> Instructions:
1) Rewrite the stretch from "India, Persia, Egypt, Greece, Rome, Judea--of" through "guided further." in the passage on India and religious history, changing "epoch" to "era".
2) Carry the passage on India and religious history forward from its final sentence.

> Selected extract:
Section XXVII
[I had read something about India as a cradle of races
and religions, and something had been said about the subject at one of our
meetings. I inquired further.]
What was said is true. India is the source from which is derived much of the
religious idea which pervades your faith. From India the chain has been
perpetuated through many nations of antiquity. The myths which have centred
round the plain truths of revelation owe their origin to India. The Messianic
legends date from the earliest days. Men have always pictured to themselves a
Saviour of their race, and the best record of your gradual growth is to be found
in tracing the early religious history of India. As the study of Indian lore
bears much on the scientific aspect of language which you have studied and
taught to others, so is the study of the religious aspect of Indian history in
the far, dim past, essential for yourself now. Direct your mind to it. We have
those with us who can aid you.
India, Persia, Egypt, Greece, Rome, Judea--of these and of God's dealings
with them in revealing the Divine Ideal as man has been able to grasp it, it
behoves you to know. You must learn how Djeminy and Veda Vyasa were the
predecessors of Socrates and Plato. You will be told of this by those who know,
and whose earth-life was spent at that epoch. But, first, you must labour to
gather up for yourself such knowledge as is stored up. That done, you will be
guided further.

> Extracted entries:
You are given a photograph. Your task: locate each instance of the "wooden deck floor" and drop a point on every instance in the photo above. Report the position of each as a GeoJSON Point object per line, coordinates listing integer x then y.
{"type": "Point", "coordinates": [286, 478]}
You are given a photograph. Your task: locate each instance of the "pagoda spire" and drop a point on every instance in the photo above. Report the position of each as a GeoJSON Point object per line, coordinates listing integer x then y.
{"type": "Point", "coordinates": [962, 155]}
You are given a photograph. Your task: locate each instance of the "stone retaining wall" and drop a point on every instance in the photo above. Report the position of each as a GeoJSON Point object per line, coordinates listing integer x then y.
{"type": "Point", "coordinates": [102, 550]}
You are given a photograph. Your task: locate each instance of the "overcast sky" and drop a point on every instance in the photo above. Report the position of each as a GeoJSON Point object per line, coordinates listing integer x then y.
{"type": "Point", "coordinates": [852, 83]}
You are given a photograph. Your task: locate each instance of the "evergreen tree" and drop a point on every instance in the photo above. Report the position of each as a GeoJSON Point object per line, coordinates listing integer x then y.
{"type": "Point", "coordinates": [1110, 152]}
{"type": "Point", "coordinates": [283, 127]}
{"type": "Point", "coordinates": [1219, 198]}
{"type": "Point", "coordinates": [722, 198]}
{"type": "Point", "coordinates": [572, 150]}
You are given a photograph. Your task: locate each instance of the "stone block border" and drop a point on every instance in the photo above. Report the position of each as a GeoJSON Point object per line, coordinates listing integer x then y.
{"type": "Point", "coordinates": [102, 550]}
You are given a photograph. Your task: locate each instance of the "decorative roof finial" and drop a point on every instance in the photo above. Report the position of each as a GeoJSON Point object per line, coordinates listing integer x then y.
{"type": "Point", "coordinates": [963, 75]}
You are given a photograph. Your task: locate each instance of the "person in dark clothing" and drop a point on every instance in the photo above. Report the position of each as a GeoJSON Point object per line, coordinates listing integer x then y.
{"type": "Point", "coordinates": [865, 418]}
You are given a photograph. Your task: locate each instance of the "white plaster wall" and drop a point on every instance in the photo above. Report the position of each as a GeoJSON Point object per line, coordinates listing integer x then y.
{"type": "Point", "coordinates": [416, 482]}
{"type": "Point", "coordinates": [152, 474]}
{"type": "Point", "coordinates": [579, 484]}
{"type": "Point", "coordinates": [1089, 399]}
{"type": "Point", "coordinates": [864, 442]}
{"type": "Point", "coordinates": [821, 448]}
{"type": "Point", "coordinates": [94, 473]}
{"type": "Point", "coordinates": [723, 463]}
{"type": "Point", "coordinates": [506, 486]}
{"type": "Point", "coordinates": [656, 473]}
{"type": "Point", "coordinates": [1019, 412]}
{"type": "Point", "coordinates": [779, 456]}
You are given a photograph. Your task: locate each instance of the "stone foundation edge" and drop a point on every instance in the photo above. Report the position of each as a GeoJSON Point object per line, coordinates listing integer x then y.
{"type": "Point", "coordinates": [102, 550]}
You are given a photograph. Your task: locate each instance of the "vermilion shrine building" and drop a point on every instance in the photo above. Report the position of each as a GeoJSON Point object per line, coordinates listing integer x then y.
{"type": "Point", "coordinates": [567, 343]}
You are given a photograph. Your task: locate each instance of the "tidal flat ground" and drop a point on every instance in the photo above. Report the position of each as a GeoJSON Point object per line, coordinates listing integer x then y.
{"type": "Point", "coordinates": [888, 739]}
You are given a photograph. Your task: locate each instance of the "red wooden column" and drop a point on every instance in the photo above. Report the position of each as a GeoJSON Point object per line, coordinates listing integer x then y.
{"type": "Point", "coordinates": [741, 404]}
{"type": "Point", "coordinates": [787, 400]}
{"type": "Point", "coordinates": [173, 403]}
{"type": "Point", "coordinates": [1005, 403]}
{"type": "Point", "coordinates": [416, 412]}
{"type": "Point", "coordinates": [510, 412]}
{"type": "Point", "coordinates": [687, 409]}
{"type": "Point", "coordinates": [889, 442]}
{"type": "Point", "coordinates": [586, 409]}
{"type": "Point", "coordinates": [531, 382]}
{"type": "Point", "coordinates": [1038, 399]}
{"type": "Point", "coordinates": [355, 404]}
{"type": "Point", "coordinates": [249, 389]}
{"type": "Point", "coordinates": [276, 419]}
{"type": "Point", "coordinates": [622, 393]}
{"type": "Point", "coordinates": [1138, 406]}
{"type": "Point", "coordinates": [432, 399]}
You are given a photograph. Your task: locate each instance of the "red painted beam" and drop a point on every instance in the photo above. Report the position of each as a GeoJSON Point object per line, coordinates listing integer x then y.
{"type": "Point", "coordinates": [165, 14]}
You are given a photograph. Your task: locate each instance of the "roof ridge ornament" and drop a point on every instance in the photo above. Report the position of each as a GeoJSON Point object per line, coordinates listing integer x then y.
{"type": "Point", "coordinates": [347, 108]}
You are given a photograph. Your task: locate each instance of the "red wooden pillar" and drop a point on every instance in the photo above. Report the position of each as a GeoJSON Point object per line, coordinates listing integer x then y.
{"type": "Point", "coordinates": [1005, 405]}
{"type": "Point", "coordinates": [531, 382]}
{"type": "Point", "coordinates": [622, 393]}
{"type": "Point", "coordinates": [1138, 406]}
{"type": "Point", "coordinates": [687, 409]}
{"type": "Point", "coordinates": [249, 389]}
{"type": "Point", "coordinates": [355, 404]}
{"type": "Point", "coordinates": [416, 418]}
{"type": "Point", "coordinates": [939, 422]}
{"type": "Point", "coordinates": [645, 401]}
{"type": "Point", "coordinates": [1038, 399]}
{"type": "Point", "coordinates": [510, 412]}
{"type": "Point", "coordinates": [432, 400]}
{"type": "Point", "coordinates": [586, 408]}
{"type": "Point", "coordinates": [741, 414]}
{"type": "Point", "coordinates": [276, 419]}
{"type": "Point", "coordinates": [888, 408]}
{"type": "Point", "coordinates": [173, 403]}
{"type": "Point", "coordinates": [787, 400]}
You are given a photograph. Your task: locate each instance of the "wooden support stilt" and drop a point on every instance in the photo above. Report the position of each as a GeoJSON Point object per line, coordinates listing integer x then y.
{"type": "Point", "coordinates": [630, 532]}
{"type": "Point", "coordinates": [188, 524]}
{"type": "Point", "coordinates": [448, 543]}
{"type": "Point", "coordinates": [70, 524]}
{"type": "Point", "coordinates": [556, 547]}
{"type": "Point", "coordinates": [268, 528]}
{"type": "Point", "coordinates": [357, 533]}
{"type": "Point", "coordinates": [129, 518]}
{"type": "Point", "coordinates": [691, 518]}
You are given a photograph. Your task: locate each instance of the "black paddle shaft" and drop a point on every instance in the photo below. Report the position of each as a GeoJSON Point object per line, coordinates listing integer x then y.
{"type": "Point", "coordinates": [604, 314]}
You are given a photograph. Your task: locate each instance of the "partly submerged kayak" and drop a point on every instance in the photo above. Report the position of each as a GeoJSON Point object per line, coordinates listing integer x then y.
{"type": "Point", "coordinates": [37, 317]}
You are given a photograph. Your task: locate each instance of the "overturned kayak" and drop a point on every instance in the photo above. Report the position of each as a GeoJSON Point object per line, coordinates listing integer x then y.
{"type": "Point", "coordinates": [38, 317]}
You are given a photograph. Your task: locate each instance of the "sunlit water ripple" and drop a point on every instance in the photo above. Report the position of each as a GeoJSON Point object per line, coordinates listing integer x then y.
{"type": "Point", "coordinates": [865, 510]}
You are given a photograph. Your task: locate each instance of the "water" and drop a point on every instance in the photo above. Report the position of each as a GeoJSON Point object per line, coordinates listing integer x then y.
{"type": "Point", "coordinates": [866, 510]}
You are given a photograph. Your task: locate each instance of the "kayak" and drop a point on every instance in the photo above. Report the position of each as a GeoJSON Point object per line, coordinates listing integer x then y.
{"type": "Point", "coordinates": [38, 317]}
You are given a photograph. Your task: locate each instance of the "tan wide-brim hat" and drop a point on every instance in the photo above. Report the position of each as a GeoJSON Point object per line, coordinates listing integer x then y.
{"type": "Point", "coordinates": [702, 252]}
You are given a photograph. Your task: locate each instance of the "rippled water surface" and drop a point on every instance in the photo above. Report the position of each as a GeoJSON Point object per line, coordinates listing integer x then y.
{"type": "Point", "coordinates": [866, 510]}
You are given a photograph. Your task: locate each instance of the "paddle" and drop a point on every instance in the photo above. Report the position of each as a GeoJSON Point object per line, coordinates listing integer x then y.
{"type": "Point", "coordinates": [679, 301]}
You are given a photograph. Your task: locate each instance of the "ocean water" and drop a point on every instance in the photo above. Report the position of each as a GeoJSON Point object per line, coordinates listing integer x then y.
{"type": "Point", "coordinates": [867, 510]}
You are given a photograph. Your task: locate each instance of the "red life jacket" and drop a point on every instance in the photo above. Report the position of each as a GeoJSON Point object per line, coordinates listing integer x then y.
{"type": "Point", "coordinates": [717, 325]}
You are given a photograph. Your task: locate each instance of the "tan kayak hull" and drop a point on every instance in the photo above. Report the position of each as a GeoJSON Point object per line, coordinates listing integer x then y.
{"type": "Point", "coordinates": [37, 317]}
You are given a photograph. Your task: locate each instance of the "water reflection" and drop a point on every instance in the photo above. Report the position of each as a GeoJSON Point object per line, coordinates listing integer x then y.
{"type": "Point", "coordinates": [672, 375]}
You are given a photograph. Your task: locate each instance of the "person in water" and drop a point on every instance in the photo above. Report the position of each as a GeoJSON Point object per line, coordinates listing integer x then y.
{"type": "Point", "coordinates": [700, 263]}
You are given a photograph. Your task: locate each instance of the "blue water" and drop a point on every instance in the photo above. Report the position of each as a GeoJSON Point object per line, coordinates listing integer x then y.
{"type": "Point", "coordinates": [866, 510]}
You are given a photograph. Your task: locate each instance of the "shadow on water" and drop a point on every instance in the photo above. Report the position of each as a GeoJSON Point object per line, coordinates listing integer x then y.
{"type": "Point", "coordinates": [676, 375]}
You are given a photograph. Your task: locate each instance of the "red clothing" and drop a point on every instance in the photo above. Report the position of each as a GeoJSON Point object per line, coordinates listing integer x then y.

> Results:
1)
India, Persia, Egypt, Greece, Rome, Judea--of these and of God's dealings
with them in revealing the Divine Ideal as man has been able to grasp it, it
behoves you to know. You must learn how Djeminy and Veda Vyasa were the
predecessors of Socrates and Plato. You will be told of this by those who know,
and whose earth-life was spent at that era. But, first, you must labour to
gather up for yourself such knowledge as is stored up. That done, you will be
guided further.

2)
You must learn, too, from similar sources how that man in every age has felt
his need of a Saviour outside of himself, and how the legends that cluster round
these Messiahs repeat themselves from time to time. The mythic source from which
many a legend sprang you will find in the story of Chrishna, the miraculous son
of the pure virgin Devaki. Hence you will get light on subjects yet dark to you.
This is the special information of which we spoke long ago, but which the
peculiar attitude of your mind, combined with its blank ignorance on these
subjects, compelled us to withhold.
We have still much to clear away before we can build safely. There is much in
the mere outlines that will be strange to you, and you must be familiarised with
them before we can go into detail. You must know that Egypt, Persia, Greece,
Rome, the great kingdoms of the world, owed their philosophy and religion very
largely to India. Manou, the great Indian reformer and teacher, reappears as the
Manes of Egypt, the Minos of Greece, the Moses of Hebrew story. The name is
impersonal, and is the appellative "man" in its simplest form. The great
pioneers of truth to their respective peoples were called, by emphatic eminence,
"The Man." They were to their fellows the highest embodiment of human power,
dignity, and knowledge.
Manou of India was a learned and erudite scholar, a profound student of
philosophy, more than three thousand years before the Christ was born among you.
Nay, he in his turn was but a late reformer compared with those whose words are
written in the ancient commentaries which belong to venerable Brahminical lore
thousands of years before Manou expounded philosophically the mysteries of God,
of creation, and of man's destiny.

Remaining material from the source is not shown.